__Explore the material__:
(1) In the article below on Sir Christopher Meyer leaving the Press Complaints Commission, rewrite the paragraph beginning "The former diplomat and ambassador" more briefly, keeping its main facts.
(2) Reproduce word for word the stretch of the Meyer article from "The former diplomat" through "of the press.".

Sir Christopher Meyer is to step down as chairman of the Press Complaints Commission at the end of March next year on completing his second three-year term in the post.
The former diplomat and ambassador to the United states took over the job in 2003 taking over from Lord Wakeham, at a time when self regulation of the press was in question. In 2003 a Parliamentary committee looked at imposing further statutory controls on the press. But Meyer announces his exit at a time when both major political parties have stated their support for self-regulation of the press.
Meyer had open-heart surgery shortly after taking over but since then his health is believed to have been good.
In 2005, Meyer faced demands to stand down as chairman after publishing a book of memoirs – DC Confidential – detailing his time as US ambassador.
MPs claimed the book was a breach of trust with ministers and made Meyer unfit to chair the PCC. The book was serialised in the Daily Mail and The Guardian. Meyer assured MPs that he had no plans to write a ‘PCC confidential”.
Meyer said: ‘I have found the challenge of strengthening the independence, effectiveness and credibility of self-regulation as stimulating and demanding as any job I did as a diplomat.

__Provided information__:
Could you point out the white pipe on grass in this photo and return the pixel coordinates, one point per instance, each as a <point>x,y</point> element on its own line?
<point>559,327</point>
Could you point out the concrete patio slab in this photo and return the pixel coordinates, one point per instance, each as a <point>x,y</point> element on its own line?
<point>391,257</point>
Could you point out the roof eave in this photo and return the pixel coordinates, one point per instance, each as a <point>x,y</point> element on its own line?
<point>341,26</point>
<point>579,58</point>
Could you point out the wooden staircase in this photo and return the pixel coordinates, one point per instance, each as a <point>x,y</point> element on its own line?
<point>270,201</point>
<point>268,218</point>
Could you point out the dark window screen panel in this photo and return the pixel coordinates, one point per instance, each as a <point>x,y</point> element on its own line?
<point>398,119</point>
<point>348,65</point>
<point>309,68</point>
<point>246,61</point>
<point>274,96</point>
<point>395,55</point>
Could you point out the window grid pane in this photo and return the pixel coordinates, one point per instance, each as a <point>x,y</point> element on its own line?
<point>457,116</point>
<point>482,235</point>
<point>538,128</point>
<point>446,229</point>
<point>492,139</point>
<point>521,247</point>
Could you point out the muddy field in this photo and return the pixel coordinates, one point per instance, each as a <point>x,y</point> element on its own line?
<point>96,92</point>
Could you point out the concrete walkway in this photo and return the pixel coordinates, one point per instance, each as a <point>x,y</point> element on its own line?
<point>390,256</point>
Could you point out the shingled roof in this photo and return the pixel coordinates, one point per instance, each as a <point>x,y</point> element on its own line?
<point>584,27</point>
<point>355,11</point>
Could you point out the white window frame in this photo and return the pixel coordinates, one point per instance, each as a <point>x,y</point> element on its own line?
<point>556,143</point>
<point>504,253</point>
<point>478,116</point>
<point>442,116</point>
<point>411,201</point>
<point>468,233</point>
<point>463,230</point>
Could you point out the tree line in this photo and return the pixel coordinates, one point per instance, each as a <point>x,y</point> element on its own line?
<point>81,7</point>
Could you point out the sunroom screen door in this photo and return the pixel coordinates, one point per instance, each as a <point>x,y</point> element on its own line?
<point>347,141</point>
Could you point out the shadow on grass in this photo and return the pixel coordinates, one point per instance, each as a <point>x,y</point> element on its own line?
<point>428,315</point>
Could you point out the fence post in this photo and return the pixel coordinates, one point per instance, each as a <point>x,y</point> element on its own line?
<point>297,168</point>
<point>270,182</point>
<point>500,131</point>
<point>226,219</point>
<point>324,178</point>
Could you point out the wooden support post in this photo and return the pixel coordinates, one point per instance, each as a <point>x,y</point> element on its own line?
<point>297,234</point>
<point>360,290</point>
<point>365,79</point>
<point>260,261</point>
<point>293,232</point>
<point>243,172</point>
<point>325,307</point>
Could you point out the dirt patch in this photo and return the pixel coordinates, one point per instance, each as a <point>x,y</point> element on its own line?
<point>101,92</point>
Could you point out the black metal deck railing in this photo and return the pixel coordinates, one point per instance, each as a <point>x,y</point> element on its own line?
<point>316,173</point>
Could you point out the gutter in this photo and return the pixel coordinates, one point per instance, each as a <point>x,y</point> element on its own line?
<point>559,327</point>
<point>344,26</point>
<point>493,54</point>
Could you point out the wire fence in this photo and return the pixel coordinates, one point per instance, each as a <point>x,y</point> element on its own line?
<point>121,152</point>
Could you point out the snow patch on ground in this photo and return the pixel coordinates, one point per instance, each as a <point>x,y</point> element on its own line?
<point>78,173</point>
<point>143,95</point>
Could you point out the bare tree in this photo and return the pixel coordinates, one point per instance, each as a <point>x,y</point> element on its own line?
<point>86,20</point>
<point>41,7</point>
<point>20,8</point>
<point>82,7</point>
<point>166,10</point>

__Answers to the exercises__:
(1) Meyer, a former diplomat and US ambassador, succeeded Lord Wakeham in 2003, when press self-regulation was in question and a Parliamentary committee was considering further statutory controls. He now announces his exit at a time when both major political parties back self-regulation.

(2)
The former diplomat and ambassador to the United states took over the job in 2003 taking over from Lord Wakeham, at a time when self regulation of the press was in question. In 2003 a Parliamentary committee looked at imposing further statutory controls on the press. But Meyer announces his exit at a time when both major political parties have stated their support for self-regulation of the press.